#### Alıştırmalar
(a) Şu ifadelerin borçlanma yetkisi yazısıyla uyuşup uyuşmadığını belirt: (i) Borçlanma yetkisi 250 milyon TL'lik bir yetkiydi. (ii) Cumhur İttifakı borçlanma yetkisine onay verdi. (iii) Cumhur İttifakı, borçlanmanın nereye harcanacağının açıklanmasını istedi. Her biri için evet ya da hayır yaz ve kararı veren sözleri yazıdan olduğu gibi alıntıla.
(b) Borçlanma yetkisi yazısında "Meclis öncesinde komisyonlarda" ile "meclis gündemine aldı.." arasındaki kısmı, bu ikisi de dahil olmak üzere yeniden yaz. Bu kısımda "ısrarla" yerine "inatla" kullan.
(c) Borçlanma yetkisi yazısını kaldığı yerden sürdür.

#### Sayfa metni
Konu borçlanma yetkisi olunca başkanlar gerildi, meclis üyeleri sinirlendi..
Açıkça söylemeliyim ki, başkanları geren de, meclis üyelerinin sinirleri ile oynayan da Başkan Vahap Seçer’in tavrı ve tarzı oldu..
250 milyon TL’lik borçlanma yetkisinin geldiği ilk mecliste başkanın hal ve tavırlarını bir hatırlayın..
Belediye Başkanlarına ve meclis üyelerine ayar vermeye çalışan Başkan Seçer, alaycı ve umursamaz tavırları ile Meclisin gerilmesine neden olurken ortamın gerilmesinin fitilini ateşlemişti..
Borçlanma yetkisine Cumhur İttifakı onay vermeyince de ‘hizmetin önünü tıkıyorlar’ diyerek algı operasyonuna başlamıştı..
Halbu ki kendisinden Cumhur İttifakı’nın istediği neydi?
Alınacak olan borçlanmanın nereye harcanacağının açıklanmasıydı..
Cumhur İttifakı tatmin olmadı, borçlanma yetkisi geçmedi haliyle..
Geçtiğimiz hafta yapılan Büyükşehir Belediye Meclisi’nde borçlanma yetkisi birkez daha gündemdeydi..
Meclis öncesinde komisyonlarda tartışılan bu konunun, bir başka bileşime ertelenmesi gerektiğini zaten Cumhur ittifakı Meclis üyeleri söylemişti..
Ancak ısrarla Başkan Seçer, borçlanmayı yeniden meclis gündemine aldı..

#### Kayıtlar
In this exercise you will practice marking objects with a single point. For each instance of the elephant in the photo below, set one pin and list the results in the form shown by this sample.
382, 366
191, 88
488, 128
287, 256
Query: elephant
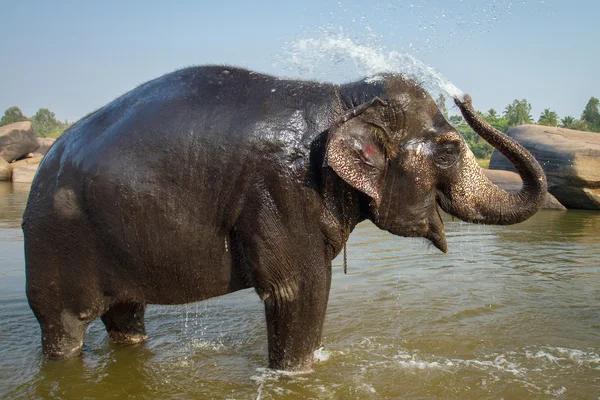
213, 179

#### Alıştırma cevapları
(a)
(i) Evet: "250 milyon TL’lik borçlanma yetkisinin geldiği ilk mecliste"
(ii) Hayır: "Borçlanma yetkisine Cumhur İttifakı onay vermeyince"
(iii) Evet: "Alınacak olan borçlanmanın nereye harcanacağının açıklanmasıydı"

(b)
Meclis öncesinde komisyonlarda tartışılan bu konunun, bir başka bileşime ertelenmesi gerektiğini zaten Cumhur ittifakı Meclis üyeleri söylemişti..
Ancak inatla Başkan Seçer, borçlanmayı yeniden meclis gündemine aldı..

(c)
55 milyon TL’lik borçlanma firesiz geçti..
Ancak 250 milyonluk borçlanma yetkisinin görüşülmesi sırasında ise dananın kuyruğu koptu..
Başkan Seçer ilk borçlanmanın geldiği meclisteki tavrının bir tık üzerine çıktı..
Alt birim belediye başkanlarını deyim yerinde ise tehdit etti..
Konuşmak isteyen meclis üyelerinin konuşma hakkını engelledi..
Aslında Başkan Seçer’in borçlanma yetkisi ile ilgili yaptığı konuşmanın ardından AK Partili Meclis Üyesi İsmail Yerlikaya olacakları başından sezinlemişti..
Meclisin daha da gerileceğini gören Yerlikaya, konunun tartışılmak ve yeniden değerlendirilmek üzere ertelenmesini teklif etti..
Buna CHP’liler yanaşmadı..
Defalarca söz almak istemesine rağmen kendisine söz verilmeyen Akdeniz Belediye Başkanı Mustafa Gültak, Sayın Seçer’e tepki göstererek meclisi terk etmek istedi..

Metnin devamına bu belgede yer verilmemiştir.